* BEGIN Source material *

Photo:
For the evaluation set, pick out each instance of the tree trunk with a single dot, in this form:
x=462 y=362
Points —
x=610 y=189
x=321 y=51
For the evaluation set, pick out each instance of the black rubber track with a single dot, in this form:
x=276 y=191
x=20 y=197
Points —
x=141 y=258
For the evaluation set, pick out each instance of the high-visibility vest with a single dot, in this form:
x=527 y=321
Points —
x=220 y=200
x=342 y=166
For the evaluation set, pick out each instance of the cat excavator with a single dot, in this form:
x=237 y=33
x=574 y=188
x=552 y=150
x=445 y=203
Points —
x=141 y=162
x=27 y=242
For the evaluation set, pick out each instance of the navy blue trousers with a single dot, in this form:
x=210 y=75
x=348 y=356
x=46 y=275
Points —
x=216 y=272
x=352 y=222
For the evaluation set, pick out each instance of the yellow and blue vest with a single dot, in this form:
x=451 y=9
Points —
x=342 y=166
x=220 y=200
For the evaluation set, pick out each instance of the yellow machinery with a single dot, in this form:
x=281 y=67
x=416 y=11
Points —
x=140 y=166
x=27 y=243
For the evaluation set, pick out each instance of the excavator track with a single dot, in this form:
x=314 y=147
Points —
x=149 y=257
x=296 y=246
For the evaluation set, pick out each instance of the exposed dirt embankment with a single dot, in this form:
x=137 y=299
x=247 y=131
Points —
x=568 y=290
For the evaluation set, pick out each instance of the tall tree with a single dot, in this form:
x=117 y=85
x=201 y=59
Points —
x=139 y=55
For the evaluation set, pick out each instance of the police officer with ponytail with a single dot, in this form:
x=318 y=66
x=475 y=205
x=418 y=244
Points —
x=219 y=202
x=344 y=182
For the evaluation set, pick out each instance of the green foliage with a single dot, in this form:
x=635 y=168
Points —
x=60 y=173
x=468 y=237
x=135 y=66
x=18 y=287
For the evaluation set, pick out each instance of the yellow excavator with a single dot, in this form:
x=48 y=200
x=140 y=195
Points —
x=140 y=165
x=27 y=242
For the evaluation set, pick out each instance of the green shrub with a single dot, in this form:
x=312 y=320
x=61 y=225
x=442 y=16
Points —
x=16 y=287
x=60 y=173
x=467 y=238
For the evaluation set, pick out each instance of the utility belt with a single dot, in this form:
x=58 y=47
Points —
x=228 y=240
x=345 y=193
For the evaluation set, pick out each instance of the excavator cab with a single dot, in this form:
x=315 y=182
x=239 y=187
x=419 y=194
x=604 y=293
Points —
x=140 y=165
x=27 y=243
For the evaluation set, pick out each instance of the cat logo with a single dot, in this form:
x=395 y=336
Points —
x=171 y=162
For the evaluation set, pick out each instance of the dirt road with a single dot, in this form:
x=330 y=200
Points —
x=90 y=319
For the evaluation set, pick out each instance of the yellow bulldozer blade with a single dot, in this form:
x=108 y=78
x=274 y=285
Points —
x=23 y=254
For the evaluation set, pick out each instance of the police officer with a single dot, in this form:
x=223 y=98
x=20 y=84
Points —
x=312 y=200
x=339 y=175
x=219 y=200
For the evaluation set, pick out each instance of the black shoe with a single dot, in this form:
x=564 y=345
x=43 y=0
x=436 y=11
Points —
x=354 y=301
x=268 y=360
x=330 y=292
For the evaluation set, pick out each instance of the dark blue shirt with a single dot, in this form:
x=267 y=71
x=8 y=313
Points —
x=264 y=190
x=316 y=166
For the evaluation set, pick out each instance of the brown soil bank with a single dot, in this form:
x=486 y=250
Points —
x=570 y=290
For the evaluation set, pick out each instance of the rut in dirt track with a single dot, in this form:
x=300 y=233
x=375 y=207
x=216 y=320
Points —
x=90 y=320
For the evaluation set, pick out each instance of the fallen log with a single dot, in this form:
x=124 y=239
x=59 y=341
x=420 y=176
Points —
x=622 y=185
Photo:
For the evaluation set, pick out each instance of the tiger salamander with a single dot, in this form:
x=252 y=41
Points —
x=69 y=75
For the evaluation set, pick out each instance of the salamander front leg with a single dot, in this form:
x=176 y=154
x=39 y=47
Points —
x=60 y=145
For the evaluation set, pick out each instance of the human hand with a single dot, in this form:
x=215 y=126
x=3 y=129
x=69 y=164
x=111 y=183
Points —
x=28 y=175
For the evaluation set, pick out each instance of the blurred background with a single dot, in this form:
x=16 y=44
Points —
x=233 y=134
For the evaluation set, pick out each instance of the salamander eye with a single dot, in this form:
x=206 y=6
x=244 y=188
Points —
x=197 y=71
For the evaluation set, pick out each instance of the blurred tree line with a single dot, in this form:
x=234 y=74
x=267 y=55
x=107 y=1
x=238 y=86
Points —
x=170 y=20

* END Source material *

[Objective] Rewrite the records from the beginning up to and including the line with "x=568 y=290", replacing "high-visibility vest" with "reflective safety vest" and leaving everything else untouched.

[Solution to this problem]
Photo:
For the evaluation set, pick out each instance of the tree trunk with a single dot, in this form:
x=462 y=362
Points —
x=610 y=189
x=321 y=51
For the evaluation set, pick out each instance of the black rubber track with a single dot, in this form:
x=276 y=191
x=20 y=197
Points —
x=141 y=258
For the evaluation set, pick out each instance of the reflective safety vest with a single dot, in this form:
x=527 y=321
Points —
x=220 y=200
x=342 y=166
For the evaluation set, pick out each instance of the cat excavator with a single dot, in this form:
x=237 y=33
x=574 y=188
x=552 y=150
x=445 y=203
Points —
x=141 y=162
x=27 y=242
For the evaluation set, pick out each instance of the navy blue trousers with a single dot, in this form:
x=210 y=75
x=348 y=356
x=46 y=275
Points —
x=216 y=272
x=352 y=222
For the evaluation set, pick out each instance of the yellow and blue vest with a single dot, in this form:
x=451 y=9
Points —
x=342 y=166
x=220 y=200
For the evaluation set, pick out each instance of the yellow machinery with a single dot, in this form:
x=281 y=67
x=416 y=11
Points —
x=140 y=166
x=27 y=243
For the evaluation set, pick out each instance of the excavator track with a single dot, in this form:
x=314 y=147
Points —
x=149 y=257
x=296 y=246
For the evaluation set, pick out each instance of the exposed dirt embankment with a single dot, in this form:
x=137 y=299
x=247 y=131
Points —
x=568 y=290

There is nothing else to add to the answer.